* _Exercise brief_:
Convert every line of the entries below into a JSON list of strings, one string per line, with blank lines dropped. Leave the pictures out of the list.

* _Input material_:
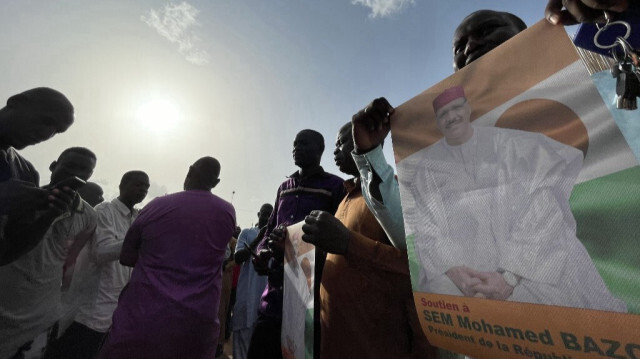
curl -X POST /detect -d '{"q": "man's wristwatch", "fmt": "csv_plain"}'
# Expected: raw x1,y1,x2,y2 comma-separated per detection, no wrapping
497,268,520,288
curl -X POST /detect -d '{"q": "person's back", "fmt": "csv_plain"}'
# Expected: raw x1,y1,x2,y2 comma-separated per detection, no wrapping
123,191,235,319
101,190,235,358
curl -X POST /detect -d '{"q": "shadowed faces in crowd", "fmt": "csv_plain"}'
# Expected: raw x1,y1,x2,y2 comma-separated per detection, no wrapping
293,130,324,170
453,10,527,71
78,182,104,207
118,171,149,209
184,156,220,191
0,87,73,149
49,147,96,184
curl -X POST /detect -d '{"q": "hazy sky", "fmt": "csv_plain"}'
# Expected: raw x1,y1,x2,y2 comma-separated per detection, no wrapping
0,0,564,228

* _Exercise output_:
[
  "curl -X POST /detect -d '{\"q\": \"man's wristwatch\", \"fmt\": \"csv_plain\"}'",
  "# Expected: raw x1,y1,x2,y2 comma-separated per detection, no wrapping",
  "497,268,520,288",
  "curl -X POST /detect -d '{\"q\": \"person's back\", \"fmt\": \"csv_plain\"}'",
  "# Expected: raw x1,y1,x2,y2 comma-separated per detection, no wrapping",
  "123,191,235,319",
  "101,190,235,358",
  "curl -X POST /detect -d '{\"q\": \"shadowed faces in crowd\", \"fmt\": \"csv_plain\"}'",
  "# Expected: raw x1,y1,x2,y2 comma-separated per detection, no wrapping",
  "293,130,324,170",
  "453,10,527,71",
  "78,182,104,207",
  "118,171,149,209",
  "184,156,220,191",
  "0,87,73,149",
  "49,147,96,184",
  "curl -X POST /detect -d '{\"q\": \"hazy sky\", \"fmt\": \"csv_plain\"}'",
  "# Expected: raw x1,y1,x2,y2 comma-separated per detection, no wrapping",
  "0,0,564,228"
]